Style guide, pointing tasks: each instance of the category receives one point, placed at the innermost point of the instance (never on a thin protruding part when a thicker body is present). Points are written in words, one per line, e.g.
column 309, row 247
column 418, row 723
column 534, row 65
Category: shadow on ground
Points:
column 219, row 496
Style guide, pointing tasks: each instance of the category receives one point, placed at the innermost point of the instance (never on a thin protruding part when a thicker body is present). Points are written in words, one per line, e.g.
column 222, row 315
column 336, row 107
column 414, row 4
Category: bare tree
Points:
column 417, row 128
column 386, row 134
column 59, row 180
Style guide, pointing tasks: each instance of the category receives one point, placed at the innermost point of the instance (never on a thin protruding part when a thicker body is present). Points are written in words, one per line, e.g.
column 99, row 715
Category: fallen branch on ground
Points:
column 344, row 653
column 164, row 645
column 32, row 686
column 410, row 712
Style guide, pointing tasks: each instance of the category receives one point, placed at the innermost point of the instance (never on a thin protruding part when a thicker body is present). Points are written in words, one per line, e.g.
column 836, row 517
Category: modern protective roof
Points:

---

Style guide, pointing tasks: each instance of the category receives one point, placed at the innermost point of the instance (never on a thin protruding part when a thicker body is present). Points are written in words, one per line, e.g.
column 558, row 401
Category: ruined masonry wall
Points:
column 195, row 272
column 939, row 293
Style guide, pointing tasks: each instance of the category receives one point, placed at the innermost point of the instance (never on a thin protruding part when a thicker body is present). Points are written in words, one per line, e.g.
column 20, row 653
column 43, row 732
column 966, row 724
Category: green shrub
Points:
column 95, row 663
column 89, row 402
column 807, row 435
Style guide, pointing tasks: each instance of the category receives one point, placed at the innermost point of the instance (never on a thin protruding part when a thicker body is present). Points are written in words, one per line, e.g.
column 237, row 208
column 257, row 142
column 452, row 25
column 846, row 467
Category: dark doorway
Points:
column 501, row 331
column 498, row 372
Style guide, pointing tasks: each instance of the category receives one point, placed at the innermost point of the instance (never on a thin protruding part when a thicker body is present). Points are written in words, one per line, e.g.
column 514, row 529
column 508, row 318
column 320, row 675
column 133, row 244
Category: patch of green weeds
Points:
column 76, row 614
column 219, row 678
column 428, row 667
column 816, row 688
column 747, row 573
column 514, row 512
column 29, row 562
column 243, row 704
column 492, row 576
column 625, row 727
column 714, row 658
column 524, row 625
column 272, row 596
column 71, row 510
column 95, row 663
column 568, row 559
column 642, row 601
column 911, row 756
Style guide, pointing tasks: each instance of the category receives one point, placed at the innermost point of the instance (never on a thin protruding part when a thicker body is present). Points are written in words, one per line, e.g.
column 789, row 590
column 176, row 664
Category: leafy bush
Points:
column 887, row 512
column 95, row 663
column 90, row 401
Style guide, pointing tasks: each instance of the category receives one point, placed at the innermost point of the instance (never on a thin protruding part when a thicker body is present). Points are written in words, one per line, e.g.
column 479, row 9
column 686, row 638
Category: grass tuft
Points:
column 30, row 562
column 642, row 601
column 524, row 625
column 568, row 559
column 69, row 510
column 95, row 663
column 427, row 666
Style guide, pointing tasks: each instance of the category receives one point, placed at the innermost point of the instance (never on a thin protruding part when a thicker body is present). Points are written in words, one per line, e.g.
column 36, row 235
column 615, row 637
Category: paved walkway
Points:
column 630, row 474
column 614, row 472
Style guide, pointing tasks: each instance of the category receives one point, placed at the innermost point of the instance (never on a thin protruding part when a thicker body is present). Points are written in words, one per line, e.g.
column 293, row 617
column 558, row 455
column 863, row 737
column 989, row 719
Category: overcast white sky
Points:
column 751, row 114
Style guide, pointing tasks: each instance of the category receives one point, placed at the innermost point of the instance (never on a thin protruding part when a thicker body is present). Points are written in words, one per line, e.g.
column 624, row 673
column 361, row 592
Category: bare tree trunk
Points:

--

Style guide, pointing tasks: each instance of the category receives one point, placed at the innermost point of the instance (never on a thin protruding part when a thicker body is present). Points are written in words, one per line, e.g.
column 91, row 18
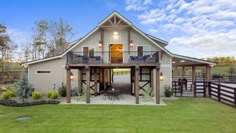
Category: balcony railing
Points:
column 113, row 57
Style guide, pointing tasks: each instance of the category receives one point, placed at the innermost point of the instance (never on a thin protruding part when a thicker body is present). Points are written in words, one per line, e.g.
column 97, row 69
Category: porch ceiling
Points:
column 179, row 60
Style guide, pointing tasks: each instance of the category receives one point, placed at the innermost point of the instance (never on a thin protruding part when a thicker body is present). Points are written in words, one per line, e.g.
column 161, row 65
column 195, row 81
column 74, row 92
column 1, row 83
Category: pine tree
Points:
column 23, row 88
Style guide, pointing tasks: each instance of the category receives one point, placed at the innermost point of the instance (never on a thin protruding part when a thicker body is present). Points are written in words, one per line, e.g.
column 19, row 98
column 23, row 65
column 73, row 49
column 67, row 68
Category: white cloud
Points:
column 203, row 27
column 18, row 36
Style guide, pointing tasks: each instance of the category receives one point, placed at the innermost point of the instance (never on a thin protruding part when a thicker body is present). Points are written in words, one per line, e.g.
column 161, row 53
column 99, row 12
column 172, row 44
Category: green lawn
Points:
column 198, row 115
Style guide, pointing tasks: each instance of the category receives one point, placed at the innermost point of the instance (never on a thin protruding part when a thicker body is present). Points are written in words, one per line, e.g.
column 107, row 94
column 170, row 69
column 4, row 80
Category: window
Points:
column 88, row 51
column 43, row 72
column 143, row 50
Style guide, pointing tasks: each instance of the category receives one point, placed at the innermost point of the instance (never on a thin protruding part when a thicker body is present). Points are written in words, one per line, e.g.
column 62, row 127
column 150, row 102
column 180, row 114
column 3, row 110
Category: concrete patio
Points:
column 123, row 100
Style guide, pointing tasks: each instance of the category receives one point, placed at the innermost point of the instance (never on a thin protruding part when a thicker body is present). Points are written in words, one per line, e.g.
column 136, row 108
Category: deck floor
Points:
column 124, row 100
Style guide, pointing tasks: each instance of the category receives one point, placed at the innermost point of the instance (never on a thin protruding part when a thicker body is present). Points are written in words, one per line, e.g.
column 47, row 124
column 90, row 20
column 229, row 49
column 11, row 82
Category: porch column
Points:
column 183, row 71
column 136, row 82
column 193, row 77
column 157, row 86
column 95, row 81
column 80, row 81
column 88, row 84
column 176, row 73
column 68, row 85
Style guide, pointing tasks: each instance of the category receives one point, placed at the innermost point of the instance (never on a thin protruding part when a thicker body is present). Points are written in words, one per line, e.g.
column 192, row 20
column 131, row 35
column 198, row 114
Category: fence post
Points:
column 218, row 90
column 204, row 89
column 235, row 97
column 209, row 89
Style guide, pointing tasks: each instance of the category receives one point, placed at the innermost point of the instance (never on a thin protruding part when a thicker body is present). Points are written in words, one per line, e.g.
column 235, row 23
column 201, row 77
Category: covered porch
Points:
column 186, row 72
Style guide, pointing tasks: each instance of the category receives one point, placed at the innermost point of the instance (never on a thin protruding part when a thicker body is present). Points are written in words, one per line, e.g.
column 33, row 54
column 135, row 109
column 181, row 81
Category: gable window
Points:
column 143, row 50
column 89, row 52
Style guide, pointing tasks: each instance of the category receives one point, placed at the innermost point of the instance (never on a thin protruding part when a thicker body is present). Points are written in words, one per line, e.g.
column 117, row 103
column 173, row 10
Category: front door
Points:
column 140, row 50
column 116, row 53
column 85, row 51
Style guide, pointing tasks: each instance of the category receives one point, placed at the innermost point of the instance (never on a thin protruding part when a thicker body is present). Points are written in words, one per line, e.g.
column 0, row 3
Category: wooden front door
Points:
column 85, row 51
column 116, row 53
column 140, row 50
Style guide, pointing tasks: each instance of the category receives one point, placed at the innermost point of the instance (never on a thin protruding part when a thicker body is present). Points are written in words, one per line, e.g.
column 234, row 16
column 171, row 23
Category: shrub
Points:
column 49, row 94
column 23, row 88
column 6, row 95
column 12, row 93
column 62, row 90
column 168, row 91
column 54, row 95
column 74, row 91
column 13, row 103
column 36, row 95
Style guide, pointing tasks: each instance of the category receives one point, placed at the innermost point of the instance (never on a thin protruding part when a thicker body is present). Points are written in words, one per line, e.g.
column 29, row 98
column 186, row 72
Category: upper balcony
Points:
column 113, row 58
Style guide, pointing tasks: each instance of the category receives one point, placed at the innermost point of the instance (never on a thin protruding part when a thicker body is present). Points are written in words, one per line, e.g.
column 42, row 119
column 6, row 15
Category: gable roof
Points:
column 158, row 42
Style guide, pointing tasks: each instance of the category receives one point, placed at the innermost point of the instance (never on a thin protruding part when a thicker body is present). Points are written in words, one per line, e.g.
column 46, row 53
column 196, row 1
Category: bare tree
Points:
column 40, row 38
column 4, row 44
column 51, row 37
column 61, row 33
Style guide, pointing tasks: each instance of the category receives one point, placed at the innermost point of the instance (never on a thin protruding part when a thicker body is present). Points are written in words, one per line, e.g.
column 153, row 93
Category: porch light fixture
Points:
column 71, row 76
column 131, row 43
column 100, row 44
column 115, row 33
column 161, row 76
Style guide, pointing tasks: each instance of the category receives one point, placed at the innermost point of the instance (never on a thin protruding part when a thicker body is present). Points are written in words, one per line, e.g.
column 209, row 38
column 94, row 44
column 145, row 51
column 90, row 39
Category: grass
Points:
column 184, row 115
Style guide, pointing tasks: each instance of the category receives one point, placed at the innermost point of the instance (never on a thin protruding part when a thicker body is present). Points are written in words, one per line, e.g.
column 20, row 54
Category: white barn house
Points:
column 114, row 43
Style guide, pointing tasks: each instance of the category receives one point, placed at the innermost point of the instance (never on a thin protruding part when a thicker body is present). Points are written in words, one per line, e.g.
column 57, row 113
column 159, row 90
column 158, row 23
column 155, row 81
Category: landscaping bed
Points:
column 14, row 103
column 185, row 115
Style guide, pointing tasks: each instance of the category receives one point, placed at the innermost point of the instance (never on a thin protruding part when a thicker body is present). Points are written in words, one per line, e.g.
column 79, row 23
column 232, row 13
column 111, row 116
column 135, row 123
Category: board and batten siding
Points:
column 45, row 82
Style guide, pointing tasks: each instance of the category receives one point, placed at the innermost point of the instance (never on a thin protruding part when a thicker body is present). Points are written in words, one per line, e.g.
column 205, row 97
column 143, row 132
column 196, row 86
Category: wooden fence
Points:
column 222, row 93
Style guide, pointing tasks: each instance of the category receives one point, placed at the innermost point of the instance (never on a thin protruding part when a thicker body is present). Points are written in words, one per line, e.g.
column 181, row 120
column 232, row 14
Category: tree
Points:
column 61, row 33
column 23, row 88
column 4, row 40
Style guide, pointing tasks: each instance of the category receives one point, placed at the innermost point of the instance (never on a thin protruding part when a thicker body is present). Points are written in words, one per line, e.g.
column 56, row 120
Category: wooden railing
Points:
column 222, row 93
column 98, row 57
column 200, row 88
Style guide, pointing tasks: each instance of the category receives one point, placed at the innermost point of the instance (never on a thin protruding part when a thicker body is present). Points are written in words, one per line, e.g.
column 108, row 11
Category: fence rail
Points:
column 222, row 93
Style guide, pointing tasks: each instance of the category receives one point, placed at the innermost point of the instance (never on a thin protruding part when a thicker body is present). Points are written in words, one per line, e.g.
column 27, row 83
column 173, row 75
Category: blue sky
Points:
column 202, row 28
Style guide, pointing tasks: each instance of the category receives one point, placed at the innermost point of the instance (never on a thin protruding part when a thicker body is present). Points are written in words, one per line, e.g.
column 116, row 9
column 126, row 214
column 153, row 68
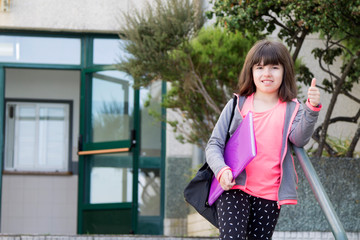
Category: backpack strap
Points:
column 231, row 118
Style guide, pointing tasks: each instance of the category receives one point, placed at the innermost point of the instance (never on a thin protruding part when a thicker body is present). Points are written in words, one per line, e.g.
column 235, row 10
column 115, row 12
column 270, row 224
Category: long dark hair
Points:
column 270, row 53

- Exercise description
Copy out, exactly and alone, the lines of the entries above between the ones holding "column 111, row 116" and "column 108, row 11", inclusive.

- Response box
column 111, row 116
column 135, row 123
Category: board and batten siding
Points:
column 45, row 82
Style guide, pointing tasks: each instance of the category receives one point, placed at the innermost point of the instance (never on a thin protruding part when a thicker body is present). Points are written in words, one per line, e.g.
column 205, row 97
column 143, row 132
column 196, row 86
Category: wooden fence
Points:
column 222, row 93
Style guide, pointing tasks: each instance of the category receives one point, placed at the innermost point of the instance (never on a thin protruding part when a thicker body is present). Points are written in words, one per line, e.g.
column 181, row 120
column 232, row 14
Category: tree
Points:
column 61, row 33
column 23, row 88
column 4, row 40
Style guide, pointing tasks: each instance of the category receives one point, placed at the innermost point of the instance (never on a thin protruding part when a thicker body is present). Points are written in words, one per line, e.g.
column 56, row 120
Category: wooden railing
Points:
column 222, row 93
column 98, row 57
column 200, row 88
Style guide, pointing tasks: each instance of the category receives one point, placed at the innermost point of the instance (never on a thin protruding part when a thicker body is present). Points are written in words, one per line, e.g.
column 108, row 11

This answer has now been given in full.